- [Texto para leitura]
-=-=-
Promessa da publicidade digital segmentada pode não ser isso tudo que dizem
GPT-3 (OpenAI), prótese da Neuralink, Apple One, vacinas de RNA. Entre tantos lançamentos, fajutos ou verdadeiros, coube a "O Dilema das Redes" (Netflix, 2020) o título de "trending topic" da tecnologia, entre os CEOs brasileiros e, arrisco dizer, do mundo todo, até aqui.
A razão para tanto é simples: o filme traz o depoimento de gente que trabalhou no desenvolvimento de diversas tecnologias digitais "viciantes" e dá livre vazão ao exagero, o que as pessoas de bom coração (bem como os cardíacos) adoram.
Que a ideia de que o vício em redes sociais é como o de cocaína, pois ambos ativam o sistema dopaminérgico no cérebro, é uma forçação de barra, não tenho dúvida —afinal, a expectativa de comer um pedaço de chocolate faz isso, bem como a de receber determinada ligação telefônica.
-=-=-
- [Dados fornecidos]
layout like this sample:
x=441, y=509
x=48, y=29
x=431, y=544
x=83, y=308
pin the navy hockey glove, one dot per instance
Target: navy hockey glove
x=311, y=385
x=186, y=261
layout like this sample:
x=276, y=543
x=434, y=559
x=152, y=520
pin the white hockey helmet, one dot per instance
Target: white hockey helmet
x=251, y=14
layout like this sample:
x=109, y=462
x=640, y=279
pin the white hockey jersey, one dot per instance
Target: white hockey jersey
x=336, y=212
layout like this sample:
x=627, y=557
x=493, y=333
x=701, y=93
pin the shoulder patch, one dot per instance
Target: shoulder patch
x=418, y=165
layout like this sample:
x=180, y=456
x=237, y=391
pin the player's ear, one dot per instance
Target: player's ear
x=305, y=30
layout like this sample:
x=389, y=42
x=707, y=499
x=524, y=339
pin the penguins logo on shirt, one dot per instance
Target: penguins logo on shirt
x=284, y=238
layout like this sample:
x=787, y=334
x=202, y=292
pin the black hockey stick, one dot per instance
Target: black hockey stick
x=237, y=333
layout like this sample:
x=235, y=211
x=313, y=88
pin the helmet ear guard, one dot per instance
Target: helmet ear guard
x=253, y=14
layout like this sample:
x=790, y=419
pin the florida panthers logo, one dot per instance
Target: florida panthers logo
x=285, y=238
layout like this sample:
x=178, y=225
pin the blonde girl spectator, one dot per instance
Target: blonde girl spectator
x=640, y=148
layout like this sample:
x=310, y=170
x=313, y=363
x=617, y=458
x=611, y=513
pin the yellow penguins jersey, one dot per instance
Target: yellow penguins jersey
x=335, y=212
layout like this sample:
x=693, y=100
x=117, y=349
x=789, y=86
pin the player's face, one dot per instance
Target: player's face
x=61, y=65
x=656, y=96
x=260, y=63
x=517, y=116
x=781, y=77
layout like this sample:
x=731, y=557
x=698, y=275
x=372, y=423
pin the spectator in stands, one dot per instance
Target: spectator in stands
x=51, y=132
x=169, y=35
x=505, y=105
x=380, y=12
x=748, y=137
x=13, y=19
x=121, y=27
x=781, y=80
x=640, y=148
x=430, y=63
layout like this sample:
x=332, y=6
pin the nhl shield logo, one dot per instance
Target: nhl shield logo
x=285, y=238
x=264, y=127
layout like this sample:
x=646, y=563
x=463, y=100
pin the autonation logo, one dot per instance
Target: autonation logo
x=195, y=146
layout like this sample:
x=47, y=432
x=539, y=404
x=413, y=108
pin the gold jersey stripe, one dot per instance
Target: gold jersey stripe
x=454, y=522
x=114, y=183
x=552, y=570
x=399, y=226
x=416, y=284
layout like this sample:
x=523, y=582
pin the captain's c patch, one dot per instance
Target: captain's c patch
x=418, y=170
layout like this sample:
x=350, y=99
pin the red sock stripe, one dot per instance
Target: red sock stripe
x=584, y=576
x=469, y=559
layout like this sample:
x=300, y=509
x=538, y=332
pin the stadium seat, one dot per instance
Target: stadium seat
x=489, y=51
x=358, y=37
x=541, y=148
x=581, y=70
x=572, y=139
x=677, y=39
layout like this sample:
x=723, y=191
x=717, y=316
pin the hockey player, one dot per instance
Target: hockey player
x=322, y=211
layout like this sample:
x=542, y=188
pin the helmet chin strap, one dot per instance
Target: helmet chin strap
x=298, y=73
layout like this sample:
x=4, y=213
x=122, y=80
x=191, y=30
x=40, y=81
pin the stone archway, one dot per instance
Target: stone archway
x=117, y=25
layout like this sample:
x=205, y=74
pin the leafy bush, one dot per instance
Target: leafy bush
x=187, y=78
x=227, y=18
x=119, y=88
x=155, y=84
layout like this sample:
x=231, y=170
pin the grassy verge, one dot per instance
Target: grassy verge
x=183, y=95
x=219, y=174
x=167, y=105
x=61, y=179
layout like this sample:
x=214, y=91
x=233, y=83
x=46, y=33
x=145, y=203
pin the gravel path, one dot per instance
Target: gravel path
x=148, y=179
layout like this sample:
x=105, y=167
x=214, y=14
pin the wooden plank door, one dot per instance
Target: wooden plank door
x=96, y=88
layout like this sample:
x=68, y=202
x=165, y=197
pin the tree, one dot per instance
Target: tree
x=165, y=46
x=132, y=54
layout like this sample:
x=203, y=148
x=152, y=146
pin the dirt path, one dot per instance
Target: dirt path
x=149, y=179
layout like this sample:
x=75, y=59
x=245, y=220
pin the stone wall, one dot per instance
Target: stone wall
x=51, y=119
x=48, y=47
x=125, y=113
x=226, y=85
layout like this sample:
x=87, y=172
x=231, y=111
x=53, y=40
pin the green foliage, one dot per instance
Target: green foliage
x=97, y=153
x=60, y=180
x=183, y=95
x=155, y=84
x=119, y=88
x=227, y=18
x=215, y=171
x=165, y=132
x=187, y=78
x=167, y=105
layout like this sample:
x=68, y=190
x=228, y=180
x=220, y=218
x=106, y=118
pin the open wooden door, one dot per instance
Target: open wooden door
-=-=-
- [Tarefas do exercício]
A. De acordo com o texto, por que é uma forçação de barra dizer que o vício em redes sociais é como o de cocaína? Responda em uma a três frases.
B. Traduza para o inglês a seguinte frase do texto: "A razão para tanto é simples: o filme traz o depoimento de gente que trabalhou no desenvolvimento de diversas tecnologias digitais "viciantes" e dá livre vazão ao exagero, o que as pessoas de bom coração (bem como os cardíacos) adoram."
C. Retome o texto sobre a publicidade digital segmentada, continuando a partir da última frase apresentada.

- [Resultados por tarefa]
A. Porque ativar o sistema dopaminérgico no cérebro não é exclusivo desses dois vícios. A expectativa de comer um pedaço de chocolate também faz isso, assim como a de receber determinada ligação telefônica.

B. The reason for this is simple: the film features testimony from people who worked on developing various "addictive" digital technologies and gives free rein to exaggeration, which people with good hearts (as well as those with heart conditions) love.

C.
Caberia demonstrar que essa relação entre expectativa de curtidas e atividade no "sistema de recompensas" (eis o sentido da tal ativação dopaminérgica) é particularmente forte no contexto digital, o que permanece em aberto.
Muita gente flagrou o sensacionalismo e escreveu a respeito. Agora, se críticos sociais das mais diferentes matizes conseguem mostrar que essa ideia de manipulação extrema é equivocada, por que raios as próprias empresas de tecnologia não vêm a público e dizem: "olha gente, não é bem assim; não dá para confundir internautas com os cachorros que Ivan Pavlov treinava para salivar"? Eis a questão sobre a qual gostaria que pensássemos a respeito.
É bom que a manipulação seja superestimada
Comecemos pela solução a tal questão. O que é fundamental perceber é que a manipulação de que "O Dilema das Redes" trata é colocada em prática pelo mesmo conjunto de ferramentas que faz a "mágica" da propaganda customizada.
Dizer que as coisas não funcionam com o simplismo esquemático de que trata o filme — o que seria o mesmo de, por exemplo, rechaçar a tese de que a combinação de Cambridge Analytica com propaganda russa explica a eleição do Trump— significa assumir que o papo todo em torno da capacidade de entregar "o que interessa para quem interessa" precisa ser revisto.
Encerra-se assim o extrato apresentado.